• [Task item]:
Please print, word for word, every line from the one that contains "Query: bus luggage compartment door" through the last line of the records, and nothing else.

(Records contained in a dataset)
--*--

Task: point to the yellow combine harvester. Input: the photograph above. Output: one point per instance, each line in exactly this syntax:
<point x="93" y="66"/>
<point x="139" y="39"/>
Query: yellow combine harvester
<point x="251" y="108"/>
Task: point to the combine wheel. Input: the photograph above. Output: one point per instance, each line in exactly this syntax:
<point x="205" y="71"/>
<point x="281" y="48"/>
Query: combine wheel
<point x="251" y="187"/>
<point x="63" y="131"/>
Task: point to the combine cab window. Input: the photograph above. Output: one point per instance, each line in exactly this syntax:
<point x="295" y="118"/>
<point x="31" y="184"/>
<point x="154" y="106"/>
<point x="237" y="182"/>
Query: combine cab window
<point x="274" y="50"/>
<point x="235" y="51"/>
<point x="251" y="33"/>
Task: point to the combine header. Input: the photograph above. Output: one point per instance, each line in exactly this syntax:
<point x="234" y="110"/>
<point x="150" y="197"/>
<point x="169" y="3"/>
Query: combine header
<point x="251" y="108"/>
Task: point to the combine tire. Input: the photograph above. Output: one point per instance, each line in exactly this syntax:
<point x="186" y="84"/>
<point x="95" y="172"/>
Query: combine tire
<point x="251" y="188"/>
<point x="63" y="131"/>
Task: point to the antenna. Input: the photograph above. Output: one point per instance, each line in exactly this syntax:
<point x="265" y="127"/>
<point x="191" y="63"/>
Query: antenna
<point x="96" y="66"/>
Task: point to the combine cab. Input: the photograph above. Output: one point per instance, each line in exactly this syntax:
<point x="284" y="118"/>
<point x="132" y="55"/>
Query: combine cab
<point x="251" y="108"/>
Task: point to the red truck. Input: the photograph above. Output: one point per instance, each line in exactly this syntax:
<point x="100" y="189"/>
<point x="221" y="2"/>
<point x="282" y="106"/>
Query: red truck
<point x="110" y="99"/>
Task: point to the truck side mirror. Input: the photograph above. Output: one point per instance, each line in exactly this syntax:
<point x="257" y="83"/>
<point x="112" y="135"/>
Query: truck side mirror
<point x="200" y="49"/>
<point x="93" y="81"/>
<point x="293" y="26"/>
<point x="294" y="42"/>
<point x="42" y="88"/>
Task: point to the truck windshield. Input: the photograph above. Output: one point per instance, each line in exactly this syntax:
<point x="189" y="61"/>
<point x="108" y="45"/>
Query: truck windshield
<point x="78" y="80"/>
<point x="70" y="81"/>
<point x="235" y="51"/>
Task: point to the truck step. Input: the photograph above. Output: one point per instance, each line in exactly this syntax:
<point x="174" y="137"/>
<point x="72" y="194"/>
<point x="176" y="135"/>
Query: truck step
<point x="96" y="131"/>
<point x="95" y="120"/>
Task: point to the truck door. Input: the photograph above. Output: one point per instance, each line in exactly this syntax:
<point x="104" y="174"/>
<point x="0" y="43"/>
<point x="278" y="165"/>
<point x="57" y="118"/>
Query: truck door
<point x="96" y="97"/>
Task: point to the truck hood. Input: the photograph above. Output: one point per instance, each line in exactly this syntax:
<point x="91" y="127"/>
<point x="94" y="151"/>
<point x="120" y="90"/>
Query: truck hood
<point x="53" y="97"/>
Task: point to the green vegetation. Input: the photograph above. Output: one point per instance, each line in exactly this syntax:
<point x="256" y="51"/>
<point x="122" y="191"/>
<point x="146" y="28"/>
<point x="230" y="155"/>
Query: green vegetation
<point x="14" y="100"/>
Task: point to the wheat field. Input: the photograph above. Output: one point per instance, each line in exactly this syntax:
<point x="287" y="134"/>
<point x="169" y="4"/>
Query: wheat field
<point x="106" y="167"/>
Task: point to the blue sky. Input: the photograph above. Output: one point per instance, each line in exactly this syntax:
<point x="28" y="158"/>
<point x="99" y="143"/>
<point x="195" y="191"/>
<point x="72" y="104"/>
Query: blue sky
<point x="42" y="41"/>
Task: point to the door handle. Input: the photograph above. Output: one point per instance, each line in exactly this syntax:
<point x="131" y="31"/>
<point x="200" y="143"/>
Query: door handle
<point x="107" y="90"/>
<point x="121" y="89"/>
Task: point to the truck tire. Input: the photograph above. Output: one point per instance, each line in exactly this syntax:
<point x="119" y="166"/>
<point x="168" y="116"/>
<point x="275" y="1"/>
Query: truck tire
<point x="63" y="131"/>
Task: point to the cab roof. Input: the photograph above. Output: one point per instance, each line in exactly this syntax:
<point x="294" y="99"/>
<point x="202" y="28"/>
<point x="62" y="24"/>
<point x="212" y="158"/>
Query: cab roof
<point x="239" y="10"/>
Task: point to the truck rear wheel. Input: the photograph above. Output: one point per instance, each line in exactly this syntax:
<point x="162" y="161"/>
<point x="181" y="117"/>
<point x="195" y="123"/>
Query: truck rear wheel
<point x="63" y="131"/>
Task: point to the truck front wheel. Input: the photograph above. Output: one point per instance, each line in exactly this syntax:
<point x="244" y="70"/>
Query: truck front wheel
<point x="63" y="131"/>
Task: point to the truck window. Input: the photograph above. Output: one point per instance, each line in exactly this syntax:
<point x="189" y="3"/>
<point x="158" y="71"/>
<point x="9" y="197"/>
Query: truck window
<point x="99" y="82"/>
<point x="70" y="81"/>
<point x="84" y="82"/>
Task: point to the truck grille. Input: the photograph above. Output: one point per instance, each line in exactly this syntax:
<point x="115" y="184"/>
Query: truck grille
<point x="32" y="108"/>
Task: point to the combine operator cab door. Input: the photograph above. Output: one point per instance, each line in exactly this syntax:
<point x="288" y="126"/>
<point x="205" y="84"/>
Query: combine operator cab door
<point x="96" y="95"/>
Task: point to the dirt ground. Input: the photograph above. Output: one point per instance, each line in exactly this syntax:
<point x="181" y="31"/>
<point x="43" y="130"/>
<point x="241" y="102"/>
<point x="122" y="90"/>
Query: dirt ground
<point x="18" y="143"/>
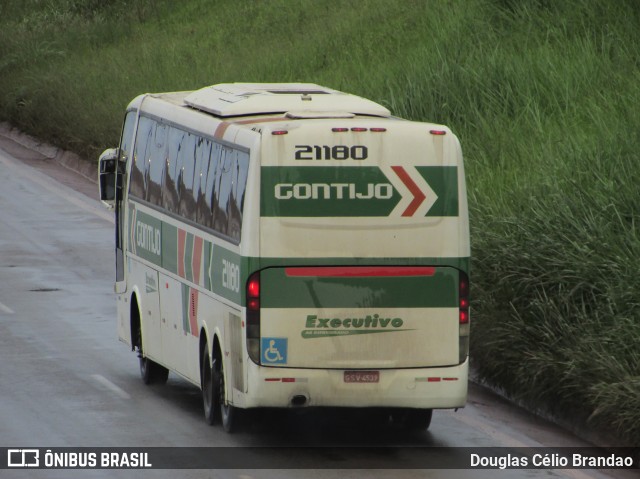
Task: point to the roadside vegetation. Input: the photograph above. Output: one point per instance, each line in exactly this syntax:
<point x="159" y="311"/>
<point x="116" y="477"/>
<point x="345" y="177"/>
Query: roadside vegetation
<point x="543" y="94"/>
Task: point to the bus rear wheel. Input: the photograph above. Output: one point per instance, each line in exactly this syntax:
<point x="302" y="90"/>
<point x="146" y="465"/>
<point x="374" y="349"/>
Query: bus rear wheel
<point x="228" y="413"/>
<point x="209" y="398"/>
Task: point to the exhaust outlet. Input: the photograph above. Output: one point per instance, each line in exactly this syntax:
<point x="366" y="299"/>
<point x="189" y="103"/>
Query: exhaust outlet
<point x="298" y="400"/>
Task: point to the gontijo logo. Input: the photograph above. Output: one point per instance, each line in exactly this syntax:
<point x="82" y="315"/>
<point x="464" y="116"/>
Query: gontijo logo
<point x="325" y="191"/>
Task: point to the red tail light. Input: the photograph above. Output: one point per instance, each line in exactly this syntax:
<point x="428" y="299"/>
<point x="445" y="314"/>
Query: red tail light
<point x="463" y="298"/>
<point x="253" y="317"/>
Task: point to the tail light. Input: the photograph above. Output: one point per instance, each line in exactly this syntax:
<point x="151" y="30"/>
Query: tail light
<point x="463" y="314"/>
<point x="253" y="317"/>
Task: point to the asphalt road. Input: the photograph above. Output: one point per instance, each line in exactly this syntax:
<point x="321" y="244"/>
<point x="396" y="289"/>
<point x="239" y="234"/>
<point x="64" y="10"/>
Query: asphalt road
<point x="66" y="380"/>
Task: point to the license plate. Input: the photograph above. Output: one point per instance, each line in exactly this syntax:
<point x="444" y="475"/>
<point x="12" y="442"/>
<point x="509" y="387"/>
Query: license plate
<point x="361" y="376"/>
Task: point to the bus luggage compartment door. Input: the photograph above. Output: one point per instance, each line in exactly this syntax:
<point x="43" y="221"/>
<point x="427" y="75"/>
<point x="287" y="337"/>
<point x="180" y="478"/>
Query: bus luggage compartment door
<point x="359" y="317"/>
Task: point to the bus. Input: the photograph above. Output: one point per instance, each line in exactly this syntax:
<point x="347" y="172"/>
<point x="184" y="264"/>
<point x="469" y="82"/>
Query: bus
<point x="288" y="245"/>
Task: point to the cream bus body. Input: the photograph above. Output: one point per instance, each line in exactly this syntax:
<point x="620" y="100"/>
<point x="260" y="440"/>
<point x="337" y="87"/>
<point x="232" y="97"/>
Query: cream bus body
<point x="288" y="245"/>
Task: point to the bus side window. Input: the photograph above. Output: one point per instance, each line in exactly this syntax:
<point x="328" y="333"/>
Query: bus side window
<point x="206" y="208"/>
<point x="188" y="181"/>
<point x="157" y="158"/>
<point x="173" y="165"/>
<point x="239" y="172"/>
<point x="223" y="190"/>
<point x="139" y="170"/>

--*--

• [Task answer]:
Query: bus luggage compartment door
<point x="359" y="317"/>
Task: point to the bus. Input: the photograph above. Output: one point per instance, each line in exactly this syntax:
<point x="347" y="172"/>
<point x="184" y="264"/>
<point x="469" y="82"/>
Query: bus
<point x="288" y="245"/>
Task: point to the cream bus body. Input: the photograph above. Output: one point per instance, each line in exactly this syntax:
<point x="620" y="100"/>
<point x="260" y="440"/>
<point x="337" y="87"/>
<point x="232" y="97"/>
Query: cream bus body
<point x="288" y="245"/>
Task: point to the bus side window. Input: the photograph above. Output: one point per instance, each line in exactly this syntax:
<point x="328" y="333"/>
Query: bus side window
<point x="206" y="208"/>
<point x="188" y="181"/>
<point x="157" y="158"/>
<point x="173" y="165"/>
<point x="239" y="172"/>
<point x="223" y="190"/>
<point x="139" y="170"/>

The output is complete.